[Location annotation dataset excerpts]
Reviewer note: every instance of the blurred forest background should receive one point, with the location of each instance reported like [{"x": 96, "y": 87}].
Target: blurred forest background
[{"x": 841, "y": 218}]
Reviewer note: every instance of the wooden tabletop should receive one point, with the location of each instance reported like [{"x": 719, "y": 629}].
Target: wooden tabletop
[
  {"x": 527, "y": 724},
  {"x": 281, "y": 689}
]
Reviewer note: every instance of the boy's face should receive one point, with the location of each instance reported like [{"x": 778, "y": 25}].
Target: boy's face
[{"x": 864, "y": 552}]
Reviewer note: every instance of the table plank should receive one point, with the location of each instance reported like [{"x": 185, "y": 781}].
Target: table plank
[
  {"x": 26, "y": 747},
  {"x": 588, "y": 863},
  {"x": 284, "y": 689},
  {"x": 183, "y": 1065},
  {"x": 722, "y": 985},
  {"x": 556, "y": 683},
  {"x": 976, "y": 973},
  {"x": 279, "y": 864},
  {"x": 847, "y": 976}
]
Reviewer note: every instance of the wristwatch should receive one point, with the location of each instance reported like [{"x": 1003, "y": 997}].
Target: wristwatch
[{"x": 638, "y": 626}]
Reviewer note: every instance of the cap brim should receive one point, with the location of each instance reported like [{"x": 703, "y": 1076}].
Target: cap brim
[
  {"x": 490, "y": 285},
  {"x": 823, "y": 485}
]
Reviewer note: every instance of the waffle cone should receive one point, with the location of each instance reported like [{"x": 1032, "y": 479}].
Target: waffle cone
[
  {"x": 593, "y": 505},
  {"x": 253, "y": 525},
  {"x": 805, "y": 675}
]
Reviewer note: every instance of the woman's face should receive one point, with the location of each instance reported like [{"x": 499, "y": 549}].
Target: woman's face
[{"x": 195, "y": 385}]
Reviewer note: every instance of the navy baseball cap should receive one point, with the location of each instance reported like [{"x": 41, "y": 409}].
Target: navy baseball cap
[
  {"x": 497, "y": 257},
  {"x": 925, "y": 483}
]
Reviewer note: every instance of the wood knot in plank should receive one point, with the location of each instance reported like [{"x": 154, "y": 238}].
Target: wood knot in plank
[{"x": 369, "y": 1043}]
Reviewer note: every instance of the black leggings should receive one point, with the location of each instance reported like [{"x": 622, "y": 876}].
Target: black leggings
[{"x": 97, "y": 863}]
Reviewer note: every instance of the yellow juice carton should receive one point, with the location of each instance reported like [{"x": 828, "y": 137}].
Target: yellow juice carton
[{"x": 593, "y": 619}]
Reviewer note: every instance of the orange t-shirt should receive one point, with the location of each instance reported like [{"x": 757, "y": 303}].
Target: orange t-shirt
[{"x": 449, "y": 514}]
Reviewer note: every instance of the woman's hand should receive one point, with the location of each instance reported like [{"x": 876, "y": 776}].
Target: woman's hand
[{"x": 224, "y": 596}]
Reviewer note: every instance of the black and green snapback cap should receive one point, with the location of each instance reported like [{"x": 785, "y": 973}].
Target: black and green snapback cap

* _OBJECTIVE_
Write out the full listing, keeping every line exactly as it is.

* _TASK RESPONSE_
Reviewer note: every instance of the blurred forest background should receive one point, with the location of each instance reported like [{"x": 96, "y": 87}].
Target: blurred forest background
[{"x": 841, "y": 218}]
Reviewer note: every instance of the wooden tabletop should receive one point, with the location of each instance reported like [{"x": 719, "y": 629}].
Target: wooden tabletop
[
  {"x": 527, "y": 724},
  {"x": 281, "y": 689}
]
Reviewer note: every instance of the boy's face should receive one point, with the location of each instance reported like [{"x": 778, "y": 25}].
Target: boy's face
[{"x": 864, "y": 552}]
Reviewer note: every instance of the table plank should receive one point, with the location of each instance reported like [{"x": 185, "y": 781}].
Target: table plank
[
  {"x": 26, "y": 747},
  {"x": 588, "y": 863},
  {"x": 284, "y": 689},
  {"x": 183, "y": 1065},
  {"x": 722, "y": 985},
  {"x": 556, "y": 683},
  {"x": 976, "y": 973},
  {"x": 279, "y": 864},
  {"x": 847, "y": 976}
]
Reviewer note: every instance of the wristwatch should receive one point, with the location of each instance reported like [{"x": 1003, "y": 997}].
Target: wristwatch
[{"x": 638, "y": 626}]
Reviewer note: every instance of the cap brim should receive one point, with the location of each instance reported like [{"x": 703, "y": 1076}].
Target: cap brim
[
  {"x": 490, "y": 285},
  {"x": 823, "y": 485}
]
Reviewer note: every instance of the waffle cone should receive one point, with the location of each instance reported like [{"x": 1032, "y": 479}].
Target: waffle cone
[
  {"x": 593, "y": 505},
  {"x": 253, "y": 525},
  {"x": 805, "y": 675}
]
Reviewer note: every instance of the woman's face should receive one point, with the location of each instance reported like [{"x": 499, "y": 549}].
Target: woman's face
[{"x": 195, "y": 385}]
Reviewer note: every instance of the navy baseball cap should receive one point, with the location of each instance reported like [{"x": 41, "y": 409}].
Target: navy baseball cap
[
  {"x": 497, "y": 257},
  {"x": 925, "y": 483}
]
Reviewer note: every instance of the wood knot in plank should receive one point, with the location of each instance reported like [{"x": 154, "y": 238}].
Target: wood knot in plank
[{"x": 369, "y": 1043}]
Reviewer note: every instance of the black leggings should receive one point, with the location of each instance reported like [{"x": 622, "y": 876}].
Target: black leggings
[{"x": 97, "y": 863}]
Reviewer note: every instance of the yellow juice carton should receive one point, with the location of each instance reported like [{"x": 828, "y": 137}].
Target: yellow juice carton
[{"x": 593, "y": 619}]
Reviewer note: every instance of the orange t-shirt should receive one point, with the location of each instance reported like [{"x": 757, "y": 303}].
Target: orange t-shirt
[{"x": 449, "y": 514}]
Reviewer note: every instance of the woman's hand should receive one point, with the location of each instance reported like [{"x": 876, "y": 776}].
Target: woman's hand
[{"x": 224, "y": 596}]
Reviewer note: every instance of the black and green snapback cap should receive one point, with the location of each instance reported like [{"x": 785, "y": 973}].
Target: black and green snapback cap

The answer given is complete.